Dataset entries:

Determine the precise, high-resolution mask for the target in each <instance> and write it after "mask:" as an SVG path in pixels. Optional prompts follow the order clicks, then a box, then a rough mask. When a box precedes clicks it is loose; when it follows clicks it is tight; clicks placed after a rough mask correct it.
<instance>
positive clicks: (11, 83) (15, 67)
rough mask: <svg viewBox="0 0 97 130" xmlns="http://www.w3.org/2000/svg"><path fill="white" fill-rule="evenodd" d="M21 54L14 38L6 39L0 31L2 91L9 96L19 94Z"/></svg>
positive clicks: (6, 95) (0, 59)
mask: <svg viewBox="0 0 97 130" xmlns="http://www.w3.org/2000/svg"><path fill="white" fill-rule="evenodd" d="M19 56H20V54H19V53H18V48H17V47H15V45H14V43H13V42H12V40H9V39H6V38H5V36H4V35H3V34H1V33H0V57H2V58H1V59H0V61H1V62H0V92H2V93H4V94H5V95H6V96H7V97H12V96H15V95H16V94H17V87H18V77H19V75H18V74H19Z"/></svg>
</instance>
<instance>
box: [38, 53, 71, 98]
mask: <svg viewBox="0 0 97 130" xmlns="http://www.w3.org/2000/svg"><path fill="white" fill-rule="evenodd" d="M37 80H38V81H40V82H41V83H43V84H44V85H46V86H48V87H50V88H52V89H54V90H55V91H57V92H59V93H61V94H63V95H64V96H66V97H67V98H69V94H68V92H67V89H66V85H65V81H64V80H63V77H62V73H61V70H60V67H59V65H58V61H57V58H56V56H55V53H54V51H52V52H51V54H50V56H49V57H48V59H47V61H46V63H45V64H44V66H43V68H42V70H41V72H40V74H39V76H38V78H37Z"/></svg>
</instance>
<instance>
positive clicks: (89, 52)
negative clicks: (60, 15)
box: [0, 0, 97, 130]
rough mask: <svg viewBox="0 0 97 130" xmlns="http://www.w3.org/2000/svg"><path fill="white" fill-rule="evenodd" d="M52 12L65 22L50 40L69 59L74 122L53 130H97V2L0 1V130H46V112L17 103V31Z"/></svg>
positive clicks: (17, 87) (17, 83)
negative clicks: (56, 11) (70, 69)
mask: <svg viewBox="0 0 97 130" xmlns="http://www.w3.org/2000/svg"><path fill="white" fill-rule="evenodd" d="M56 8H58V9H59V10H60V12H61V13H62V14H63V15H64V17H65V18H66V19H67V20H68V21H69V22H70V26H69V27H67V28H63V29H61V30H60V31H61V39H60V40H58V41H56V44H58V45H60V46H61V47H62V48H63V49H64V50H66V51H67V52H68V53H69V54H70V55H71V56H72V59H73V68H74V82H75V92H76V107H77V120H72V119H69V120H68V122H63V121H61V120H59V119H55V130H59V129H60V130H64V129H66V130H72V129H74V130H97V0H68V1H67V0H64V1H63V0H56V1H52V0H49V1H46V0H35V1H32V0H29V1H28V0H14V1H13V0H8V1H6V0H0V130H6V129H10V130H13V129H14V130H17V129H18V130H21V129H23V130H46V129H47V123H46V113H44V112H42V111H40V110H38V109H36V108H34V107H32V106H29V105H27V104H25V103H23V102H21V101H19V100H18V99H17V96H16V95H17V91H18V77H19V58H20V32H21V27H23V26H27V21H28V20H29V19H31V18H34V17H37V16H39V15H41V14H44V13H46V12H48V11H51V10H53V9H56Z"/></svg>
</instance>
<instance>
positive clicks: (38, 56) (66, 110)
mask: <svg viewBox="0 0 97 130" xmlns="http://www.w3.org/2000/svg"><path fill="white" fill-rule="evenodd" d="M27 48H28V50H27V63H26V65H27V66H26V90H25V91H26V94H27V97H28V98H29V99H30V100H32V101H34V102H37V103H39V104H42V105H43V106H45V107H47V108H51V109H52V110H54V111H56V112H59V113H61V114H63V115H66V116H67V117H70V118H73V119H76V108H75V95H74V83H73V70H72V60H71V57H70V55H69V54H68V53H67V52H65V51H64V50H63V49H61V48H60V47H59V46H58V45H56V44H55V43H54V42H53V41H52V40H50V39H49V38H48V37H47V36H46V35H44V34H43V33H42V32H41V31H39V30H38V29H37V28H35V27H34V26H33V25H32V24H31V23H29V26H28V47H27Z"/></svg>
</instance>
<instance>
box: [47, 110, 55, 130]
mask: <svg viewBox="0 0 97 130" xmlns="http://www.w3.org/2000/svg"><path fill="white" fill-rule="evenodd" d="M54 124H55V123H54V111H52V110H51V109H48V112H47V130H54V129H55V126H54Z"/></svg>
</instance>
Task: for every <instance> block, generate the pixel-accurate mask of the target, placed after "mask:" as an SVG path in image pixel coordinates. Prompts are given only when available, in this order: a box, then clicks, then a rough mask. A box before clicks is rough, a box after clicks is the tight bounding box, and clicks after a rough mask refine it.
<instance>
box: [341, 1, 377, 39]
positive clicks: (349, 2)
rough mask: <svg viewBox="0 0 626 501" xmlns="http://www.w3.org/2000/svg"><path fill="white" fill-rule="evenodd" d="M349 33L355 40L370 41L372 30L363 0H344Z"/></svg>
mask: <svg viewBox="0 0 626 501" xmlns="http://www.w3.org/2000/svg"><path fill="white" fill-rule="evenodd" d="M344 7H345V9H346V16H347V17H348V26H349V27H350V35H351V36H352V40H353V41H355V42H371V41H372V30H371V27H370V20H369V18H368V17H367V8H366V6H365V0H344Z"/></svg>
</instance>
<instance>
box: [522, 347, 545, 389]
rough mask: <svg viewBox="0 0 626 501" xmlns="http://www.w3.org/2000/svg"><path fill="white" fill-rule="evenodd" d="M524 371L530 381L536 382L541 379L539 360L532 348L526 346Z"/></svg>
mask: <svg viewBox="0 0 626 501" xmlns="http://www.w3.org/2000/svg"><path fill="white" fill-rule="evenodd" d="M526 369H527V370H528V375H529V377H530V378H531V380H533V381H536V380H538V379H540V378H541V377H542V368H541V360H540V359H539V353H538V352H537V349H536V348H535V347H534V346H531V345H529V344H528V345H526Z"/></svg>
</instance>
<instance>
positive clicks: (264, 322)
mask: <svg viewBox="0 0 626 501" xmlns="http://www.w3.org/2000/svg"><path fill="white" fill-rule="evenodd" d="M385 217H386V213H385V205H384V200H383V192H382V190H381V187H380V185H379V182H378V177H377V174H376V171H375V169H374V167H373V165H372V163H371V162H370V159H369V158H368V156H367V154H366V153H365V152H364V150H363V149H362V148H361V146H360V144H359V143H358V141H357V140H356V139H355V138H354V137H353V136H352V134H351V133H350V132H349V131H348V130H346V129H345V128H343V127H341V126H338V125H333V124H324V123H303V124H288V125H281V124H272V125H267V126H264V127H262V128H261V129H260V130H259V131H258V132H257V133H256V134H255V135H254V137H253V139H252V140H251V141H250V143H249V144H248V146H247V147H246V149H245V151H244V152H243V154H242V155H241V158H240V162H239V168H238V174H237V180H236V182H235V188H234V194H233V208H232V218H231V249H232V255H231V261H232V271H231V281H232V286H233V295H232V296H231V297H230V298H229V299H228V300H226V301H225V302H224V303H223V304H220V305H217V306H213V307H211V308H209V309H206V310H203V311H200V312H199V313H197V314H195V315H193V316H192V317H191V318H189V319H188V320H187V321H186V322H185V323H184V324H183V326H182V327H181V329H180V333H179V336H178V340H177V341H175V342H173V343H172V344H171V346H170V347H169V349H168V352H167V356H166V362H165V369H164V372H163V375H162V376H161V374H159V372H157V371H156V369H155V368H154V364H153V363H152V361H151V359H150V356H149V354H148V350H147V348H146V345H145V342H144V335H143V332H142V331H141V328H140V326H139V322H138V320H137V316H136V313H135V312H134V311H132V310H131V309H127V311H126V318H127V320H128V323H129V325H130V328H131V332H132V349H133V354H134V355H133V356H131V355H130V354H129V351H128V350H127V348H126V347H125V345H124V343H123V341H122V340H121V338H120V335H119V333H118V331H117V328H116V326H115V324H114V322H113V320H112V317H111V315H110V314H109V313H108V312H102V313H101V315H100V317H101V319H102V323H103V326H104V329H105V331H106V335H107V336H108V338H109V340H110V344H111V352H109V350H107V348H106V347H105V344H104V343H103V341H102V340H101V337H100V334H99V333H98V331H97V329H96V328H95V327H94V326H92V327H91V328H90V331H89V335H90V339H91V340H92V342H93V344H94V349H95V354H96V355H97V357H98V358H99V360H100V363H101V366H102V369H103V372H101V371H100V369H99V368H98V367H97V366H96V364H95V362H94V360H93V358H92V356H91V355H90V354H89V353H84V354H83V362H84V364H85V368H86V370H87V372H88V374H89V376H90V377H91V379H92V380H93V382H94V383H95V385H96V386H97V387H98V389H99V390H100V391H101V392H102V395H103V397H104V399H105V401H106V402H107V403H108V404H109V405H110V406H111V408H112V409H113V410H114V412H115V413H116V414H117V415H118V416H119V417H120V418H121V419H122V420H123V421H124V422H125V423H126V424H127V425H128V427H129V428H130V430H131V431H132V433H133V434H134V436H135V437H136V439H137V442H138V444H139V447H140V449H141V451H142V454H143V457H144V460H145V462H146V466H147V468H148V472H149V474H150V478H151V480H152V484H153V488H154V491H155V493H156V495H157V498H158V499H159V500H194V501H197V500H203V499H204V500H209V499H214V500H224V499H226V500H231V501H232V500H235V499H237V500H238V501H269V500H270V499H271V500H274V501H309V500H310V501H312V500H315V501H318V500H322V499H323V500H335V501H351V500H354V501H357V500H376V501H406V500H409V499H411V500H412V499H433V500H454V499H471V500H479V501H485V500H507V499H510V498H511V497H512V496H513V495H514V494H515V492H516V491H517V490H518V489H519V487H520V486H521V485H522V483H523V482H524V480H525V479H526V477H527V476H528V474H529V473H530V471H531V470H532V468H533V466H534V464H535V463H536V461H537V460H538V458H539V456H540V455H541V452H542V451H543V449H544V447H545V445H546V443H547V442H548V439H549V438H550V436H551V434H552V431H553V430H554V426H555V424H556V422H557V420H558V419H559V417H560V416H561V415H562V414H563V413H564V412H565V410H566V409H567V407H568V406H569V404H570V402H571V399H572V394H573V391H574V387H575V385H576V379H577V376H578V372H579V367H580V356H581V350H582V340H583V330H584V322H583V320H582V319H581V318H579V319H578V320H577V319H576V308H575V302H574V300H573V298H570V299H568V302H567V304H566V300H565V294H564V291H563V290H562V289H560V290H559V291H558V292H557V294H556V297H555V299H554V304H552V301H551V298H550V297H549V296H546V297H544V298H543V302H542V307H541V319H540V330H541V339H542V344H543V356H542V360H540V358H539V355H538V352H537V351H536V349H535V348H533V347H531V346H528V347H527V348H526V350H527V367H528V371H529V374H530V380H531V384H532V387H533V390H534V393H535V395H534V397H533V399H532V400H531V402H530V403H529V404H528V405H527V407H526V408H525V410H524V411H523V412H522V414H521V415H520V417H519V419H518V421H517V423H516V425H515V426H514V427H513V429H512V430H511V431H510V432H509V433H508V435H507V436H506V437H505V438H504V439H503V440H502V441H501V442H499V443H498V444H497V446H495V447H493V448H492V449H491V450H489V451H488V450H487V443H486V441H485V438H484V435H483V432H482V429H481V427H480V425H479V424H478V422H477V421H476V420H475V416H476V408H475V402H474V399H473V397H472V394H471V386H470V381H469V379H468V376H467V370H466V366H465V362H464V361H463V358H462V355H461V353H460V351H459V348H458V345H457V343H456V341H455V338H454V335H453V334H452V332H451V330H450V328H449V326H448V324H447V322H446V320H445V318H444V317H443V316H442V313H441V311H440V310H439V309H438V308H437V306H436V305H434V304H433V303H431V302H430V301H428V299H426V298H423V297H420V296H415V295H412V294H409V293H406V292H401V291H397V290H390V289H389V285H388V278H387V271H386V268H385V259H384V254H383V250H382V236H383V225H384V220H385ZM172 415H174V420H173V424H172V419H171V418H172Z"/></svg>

What the task requires:
In the entries above, one line contains "box: [47, 110, 55, 130]" and another contains "positive clicks: (349, 2)". Reproduce exactly those two lines and the lines between them, nothing else.

Response to this exercise:
box: [47, 110, 55, 130]
mask: <svg viewBox="0 0 97 130" xmlns="http://www.w3.org/2000/svg"><path fill="white" fill-rule="evenodd" d="M54 124H55V123H54V111H52V110H51V109H48V112H47V130H54V129H55V126H54Z"/></svg>
</instance>
Task: for every <instance> block, generate the pixel-accurate mask of the target, placed after "mask:" as an SVG path in image pixel coordinates. Prompts are given only when available, in this order: a box, then clicks, then a rough mask. A box before clicks is rough, a box after clicks is the tight bounding box, and clicks after a rough mask refine it.
<instance>
box: [341, 1, 377, 39]
positive clicks: (349, 2)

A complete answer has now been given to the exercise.